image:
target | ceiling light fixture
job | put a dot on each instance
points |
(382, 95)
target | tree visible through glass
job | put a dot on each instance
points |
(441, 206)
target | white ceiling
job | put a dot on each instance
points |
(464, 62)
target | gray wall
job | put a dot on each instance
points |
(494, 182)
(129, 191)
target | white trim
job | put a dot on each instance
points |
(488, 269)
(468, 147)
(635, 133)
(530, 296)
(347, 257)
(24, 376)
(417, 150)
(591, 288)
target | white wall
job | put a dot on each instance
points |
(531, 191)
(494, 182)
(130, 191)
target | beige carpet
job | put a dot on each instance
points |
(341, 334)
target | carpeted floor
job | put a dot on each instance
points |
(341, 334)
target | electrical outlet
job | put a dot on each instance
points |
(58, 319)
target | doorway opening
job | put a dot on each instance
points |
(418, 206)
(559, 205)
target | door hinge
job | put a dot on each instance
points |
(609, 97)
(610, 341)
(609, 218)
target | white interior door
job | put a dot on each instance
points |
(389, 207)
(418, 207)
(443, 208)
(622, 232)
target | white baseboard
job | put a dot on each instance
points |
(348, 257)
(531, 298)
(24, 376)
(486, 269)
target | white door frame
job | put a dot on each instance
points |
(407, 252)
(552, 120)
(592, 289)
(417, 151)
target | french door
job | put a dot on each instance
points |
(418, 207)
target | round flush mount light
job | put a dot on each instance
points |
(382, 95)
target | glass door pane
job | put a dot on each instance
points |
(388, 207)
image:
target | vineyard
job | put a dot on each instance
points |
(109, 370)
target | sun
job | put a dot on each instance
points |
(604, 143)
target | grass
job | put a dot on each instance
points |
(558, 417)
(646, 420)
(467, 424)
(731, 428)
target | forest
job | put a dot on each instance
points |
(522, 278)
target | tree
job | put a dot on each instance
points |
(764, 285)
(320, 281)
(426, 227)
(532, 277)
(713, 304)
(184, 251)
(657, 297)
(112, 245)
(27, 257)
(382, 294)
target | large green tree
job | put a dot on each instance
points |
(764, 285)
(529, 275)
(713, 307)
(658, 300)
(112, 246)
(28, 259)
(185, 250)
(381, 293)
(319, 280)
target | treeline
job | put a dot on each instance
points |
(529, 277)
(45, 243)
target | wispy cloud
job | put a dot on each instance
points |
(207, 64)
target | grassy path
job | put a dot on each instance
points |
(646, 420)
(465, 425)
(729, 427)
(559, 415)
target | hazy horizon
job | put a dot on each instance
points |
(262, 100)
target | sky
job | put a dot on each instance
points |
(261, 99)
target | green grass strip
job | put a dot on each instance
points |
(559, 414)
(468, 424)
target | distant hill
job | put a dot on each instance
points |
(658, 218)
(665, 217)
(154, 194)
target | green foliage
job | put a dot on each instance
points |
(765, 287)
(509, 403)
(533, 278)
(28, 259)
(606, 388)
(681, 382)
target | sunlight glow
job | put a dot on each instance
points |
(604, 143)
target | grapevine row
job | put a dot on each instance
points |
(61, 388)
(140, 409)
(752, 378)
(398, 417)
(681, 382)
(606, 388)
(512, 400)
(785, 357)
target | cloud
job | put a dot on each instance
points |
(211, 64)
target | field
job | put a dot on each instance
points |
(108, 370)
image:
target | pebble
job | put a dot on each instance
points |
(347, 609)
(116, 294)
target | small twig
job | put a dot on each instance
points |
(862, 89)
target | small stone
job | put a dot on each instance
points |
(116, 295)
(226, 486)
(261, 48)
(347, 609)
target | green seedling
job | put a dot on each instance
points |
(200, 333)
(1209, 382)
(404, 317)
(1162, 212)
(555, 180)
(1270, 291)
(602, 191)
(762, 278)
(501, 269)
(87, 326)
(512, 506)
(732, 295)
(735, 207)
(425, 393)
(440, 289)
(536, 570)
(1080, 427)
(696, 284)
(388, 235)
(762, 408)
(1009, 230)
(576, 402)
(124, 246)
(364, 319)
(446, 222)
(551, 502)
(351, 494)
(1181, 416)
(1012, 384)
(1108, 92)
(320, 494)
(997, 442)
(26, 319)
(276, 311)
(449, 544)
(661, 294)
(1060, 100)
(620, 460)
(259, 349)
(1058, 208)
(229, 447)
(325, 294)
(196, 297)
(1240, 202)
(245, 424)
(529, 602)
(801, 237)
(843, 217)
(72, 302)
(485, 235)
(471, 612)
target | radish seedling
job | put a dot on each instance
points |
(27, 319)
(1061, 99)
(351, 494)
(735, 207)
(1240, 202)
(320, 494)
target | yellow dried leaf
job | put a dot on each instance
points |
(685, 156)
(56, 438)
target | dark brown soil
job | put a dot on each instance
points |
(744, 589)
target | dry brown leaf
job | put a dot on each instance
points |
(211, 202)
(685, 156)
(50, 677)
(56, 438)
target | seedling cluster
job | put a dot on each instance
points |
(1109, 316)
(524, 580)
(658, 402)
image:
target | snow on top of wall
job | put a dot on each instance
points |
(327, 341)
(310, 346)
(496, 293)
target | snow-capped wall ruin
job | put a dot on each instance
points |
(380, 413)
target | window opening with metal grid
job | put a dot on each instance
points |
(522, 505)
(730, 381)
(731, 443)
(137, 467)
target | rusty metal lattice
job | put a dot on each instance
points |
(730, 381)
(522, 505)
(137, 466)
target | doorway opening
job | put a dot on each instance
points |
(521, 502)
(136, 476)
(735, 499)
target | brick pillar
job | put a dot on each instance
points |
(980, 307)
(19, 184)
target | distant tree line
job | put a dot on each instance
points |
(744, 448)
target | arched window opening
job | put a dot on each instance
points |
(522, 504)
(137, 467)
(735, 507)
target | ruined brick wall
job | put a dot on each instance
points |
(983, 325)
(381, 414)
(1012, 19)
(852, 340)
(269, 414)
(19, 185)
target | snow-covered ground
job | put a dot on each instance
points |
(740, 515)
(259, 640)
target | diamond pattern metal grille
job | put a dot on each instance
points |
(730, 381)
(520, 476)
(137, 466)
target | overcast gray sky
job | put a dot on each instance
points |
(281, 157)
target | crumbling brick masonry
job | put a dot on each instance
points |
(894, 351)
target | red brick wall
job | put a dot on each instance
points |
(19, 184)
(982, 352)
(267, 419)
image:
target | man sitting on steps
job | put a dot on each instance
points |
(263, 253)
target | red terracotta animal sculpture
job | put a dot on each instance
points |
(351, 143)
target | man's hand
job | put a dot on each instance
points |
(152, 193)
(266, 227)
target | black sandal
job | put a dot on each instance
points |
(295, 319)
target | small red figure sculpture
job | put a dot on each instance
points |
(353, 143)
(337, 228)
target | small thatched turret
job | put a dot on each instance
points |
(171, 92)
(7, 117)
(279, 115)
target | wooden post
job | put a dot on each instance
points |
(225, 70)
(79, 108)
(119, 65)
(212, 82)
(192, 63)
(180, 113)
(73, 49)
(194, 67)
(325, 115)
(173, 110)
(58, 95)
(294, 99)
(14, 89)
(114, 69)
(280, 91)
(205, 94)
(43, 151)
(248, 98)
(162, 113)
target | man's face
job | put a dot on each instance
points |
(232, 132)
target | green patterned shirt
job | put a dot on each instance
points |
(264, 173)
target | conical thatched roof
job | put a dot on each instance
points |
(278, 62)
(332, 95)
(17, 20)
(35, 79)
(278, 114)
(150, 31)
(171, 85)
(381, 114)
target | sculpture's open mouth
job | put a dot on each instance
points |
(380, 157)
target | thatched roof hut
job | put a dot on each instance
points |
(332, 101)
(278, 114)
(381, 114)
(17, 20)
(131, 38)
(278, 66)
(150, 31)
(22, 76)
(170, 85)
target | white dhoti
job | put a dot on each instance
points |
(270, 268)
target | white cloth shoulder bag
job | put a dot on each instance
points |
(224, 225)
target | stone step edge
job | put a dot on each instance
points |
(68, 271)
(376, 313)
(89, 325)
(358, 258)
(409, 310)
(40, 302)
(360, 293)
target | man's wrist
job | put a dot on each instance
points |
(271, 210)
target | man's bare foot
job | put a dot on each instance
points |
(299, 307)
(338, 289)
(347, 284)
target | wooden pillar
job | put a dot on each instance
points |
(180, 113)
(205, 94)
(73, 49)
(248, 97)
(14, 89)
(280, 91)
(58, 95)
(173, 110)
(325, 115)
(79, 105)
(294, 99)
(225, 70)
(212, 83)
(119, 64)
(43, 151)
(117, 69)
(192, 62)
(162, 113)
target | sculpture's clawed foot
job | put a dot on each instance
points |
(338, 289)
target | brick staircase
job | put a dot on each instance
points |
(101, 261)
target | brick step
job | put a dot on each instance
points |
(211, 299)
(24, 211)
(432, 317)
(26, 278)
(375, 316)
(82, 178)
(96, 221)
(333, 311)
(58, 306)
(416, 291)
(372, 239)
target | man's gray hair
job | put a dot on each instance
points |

> **EXERCISE DETAILS**: Look over the entries for "ceiling", then copy every line that includes that string.

> **RESULT**:
target | ceiling light fixture
target | white ceiling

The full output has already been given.